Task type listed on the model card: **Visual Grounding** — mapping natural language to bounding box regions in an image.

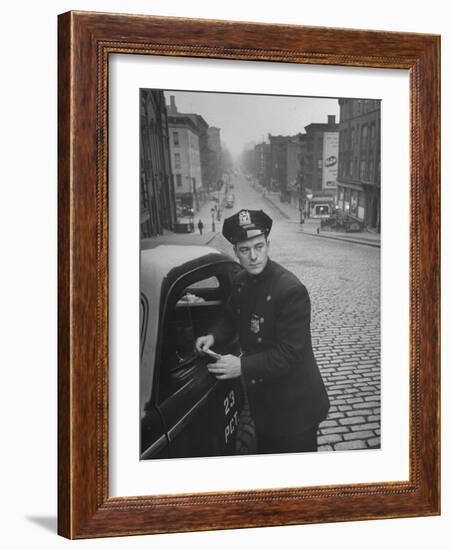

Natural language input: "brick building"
[268,134,300,202]
[168,96,202,213]
[301,115,339,217]
[337,99,381,231]
[140,89,176,238]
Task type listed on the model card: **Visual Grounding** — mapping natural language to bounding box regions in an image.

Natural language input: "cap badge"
[239,210,251,226]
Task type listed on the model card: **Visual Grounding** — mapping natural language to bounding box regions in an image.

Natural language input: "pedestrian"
[196,210,329,453]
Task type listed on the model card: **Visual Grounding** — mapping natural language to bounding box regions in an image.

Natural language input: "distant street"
[210,175,380,450]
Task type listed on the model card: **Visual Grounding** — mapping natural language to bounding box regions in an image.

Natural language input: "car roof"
[140,245,233,414]
[141,244,228,294]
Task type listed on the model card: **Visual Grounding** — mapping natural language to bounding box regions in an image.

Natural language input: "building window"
[359,160,367,180]
[369,159,375,181]
[369,122,376,147]
[361,124,368,149]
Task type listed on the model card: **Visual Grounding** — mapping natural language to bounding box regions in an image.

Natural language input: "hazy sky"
[165,91,339,160]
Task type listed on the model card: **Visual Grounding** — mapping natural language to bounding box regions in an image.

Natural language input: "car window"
[159,273,229,401]
[140,295,149,360]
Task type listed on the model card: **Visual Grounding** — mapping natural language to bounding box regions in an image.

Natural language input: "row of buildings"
[140,89,223,238]
[243,99,380,231]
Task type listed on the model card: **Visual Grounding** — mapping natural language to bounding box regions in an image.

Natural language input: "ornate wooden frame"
[58,12,440,538]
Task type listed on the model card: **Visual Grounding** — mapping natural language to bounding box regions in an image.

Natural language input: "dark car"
[140,245,252,459]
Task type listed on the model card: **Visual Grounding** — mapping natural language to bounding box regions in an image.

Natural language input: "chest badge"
[250,313,264,334]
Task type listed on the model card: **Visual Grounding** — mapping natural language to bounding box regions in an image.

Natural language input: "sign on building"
[322,132,339,189]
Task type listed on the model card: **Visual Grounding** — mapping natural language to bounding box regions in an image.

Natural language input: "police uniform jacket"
[213,259,329,435]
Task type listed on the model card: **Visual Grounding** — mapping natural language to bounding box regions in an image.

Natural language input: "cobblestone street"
[210,179,380,451]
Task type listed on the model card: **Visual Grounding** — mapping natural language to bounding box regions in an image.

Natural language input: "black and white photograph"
[139,88,381,460]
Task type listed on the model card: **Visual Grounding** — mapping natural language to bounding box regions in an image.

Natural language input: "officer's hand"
[195,334,215,351]
[207,354,242,380]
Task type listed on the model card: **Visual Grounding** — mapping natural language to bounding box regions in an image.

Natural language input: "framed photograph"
[58,12,440,538]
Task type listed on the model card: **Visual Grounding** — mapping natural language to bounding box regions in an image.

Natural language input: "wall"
[0,0,452,550]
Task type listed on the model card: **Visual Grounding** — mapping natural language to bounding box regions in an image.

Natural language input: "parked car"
[140,245,253,460]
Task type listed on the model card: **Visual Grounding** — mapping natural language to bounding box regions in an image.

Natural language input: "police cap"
[223,210,273,244]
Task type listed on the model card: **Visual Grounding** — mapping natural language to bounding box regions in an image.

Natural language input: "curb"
[303,232,381,248]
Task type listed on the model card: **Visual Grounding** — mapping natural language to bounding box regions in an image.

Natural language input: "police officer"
[196,210,329,453]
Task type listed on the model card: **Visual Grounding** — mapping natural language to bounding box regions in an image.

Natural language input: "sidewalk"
[264,193,380,248]
[140,200,224,250]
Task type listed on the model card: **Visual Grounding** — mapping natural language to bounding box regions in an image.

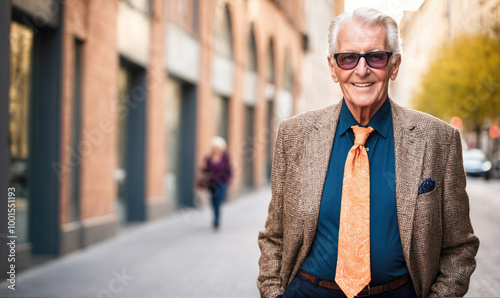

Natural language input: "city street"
[0,178,500,298]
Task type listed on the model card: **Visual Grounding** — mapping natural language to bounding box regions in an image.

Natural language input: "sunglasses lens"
[366,52,388,68]
[335,51,392,70]
[337,53,359,69]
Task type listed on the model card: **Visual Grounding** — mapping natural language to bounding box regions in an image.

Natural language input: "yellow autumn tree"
[413,35,500,131]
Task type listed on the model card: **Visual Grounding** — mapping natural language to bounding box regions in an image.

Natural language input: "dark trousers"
[283,273,417,298]
[208,183,227,227]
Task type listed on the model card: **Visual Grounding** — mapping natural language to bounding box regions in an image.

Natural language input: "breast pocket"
[414,185,442,245]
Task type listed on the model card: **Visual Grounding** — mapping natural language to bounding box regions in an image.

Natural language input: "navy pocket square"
[418,178,436,195]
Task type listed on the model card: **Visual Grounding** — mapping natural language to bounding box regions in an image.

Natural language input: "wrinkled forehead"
[337,19,390,52]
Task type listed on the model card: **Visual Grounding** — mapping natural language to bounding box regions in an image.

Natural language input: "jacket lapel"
[300,102,342,246]
[391,100,425,268]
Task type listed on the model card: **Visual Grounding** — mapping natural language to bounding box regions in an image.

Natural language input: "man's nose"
[356,57,370,77]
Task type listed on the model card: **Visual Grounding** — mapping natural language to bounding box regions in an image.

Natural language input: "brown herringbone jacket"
[257,101,479,298]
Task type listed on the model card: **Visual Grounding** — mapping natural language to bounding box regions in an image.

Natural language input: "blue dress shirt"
[301,99,408,285]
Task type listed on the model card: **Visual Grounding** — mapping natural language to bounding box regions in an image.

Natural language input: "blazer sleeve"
[257,123,287,298]
[429,129,479,297]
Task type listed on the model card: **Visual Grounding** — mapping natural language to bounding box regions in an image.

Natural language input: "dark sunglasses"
[333,51,392,70]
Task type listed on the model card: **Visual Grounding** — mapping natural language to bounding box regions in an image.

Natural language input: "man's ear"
[326,57,339,83]
[391,55,401,81]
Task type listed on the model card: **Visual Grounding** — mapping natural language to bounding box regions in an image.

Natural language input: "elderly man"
[257,8,479,298]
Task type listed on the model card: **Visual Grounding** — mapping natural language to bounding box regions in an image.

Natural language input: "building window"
[69,40,83,221]
[115,65,131,223]
[214,95,229,140]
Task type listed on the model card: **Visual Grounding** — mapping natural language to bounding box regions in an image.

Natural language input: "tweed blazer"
[257,100,479,297]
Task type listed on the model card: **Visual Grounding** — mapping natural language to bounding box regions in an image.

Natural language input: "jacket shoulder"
[393,104,457,139]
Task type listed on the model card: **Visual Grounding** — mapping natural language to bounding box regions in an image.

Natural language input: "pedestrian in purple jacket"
[202,137,232,230]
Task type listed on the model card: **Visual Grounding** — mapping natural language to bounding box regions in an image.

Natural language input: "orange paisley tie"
[335,125,373,298]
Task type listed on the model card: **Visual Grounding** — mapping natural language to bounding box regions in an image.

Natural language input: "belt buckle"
[354,284,370,298]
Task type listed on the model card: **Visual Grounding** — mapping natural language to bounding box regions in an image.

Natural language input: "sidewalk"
[0,188,271,298]
[0,179,500,298]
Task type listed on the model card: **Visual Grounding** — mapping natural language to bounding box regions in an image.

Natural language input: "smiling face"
[328,20,401,117]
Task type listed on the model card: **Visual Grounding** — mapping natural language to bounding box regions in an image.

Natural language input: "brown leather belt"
[299,271,410,297]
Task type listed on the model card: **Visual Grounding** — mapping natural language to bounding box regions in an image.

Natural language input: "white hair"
[210,136,227,151]
[327,7,403,63]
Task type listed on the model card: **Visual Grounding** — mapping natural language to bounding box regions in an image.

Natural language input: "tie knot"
[351,125,374,146]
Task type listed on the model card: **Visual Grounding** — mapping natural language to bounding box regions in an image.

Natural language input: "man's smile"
[352,83,375,87]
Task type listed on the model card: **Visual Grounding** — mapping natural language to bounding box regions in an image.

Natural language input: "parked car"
[463,149,491,180]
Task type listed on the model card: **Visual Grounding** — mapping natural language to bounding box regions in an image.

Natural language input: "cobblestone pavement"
[0,178,500,298]
[0,188,271,298]
[465,177,500,297]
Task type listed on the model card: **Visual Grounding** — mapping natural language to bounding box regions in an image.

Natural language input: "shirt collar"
[337,97,392,139]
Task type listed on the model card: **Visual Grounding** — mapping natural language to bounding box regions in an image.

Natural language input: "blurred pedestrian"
[200,137,232,230]
[257,8,479,298]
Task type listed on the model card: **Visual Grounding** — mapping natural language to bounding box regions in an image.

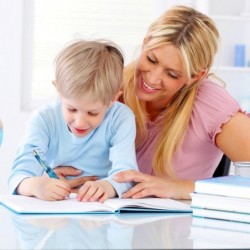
##########
**EXERCISE:**
Copy out the records word for word, starting at the first line and stopping after the line that contains "[210,175,380,450]". Leave the pictures out.

**TASK ANSWER:**
Task type listed on the model card: **Visual Grounding** — mapping natural language to bounding box regions in an image.


Natural language input: "brick building"
[268,134,300,202]
[168,96,202,213]
[301,115,339,217]
[337,99,381,231]
[140,89,176,238]
Task type listed on the model card: **Visual Grounding** — mapping natural language to bounding box regions in an image.

Natural language input: "cap badge"
[239,210,251,226]
Task type listed on the model card: **Visual Grounding** — mapping natural language to bounding box regions in an image.

Natural language input: "pedestrian"
[196,210,329,453]
Task type listed on the model card: **Visual Grounding** — mapping natural language to bounding box regions in an image.

Natural language input: "distant street"
[210,175,380,450]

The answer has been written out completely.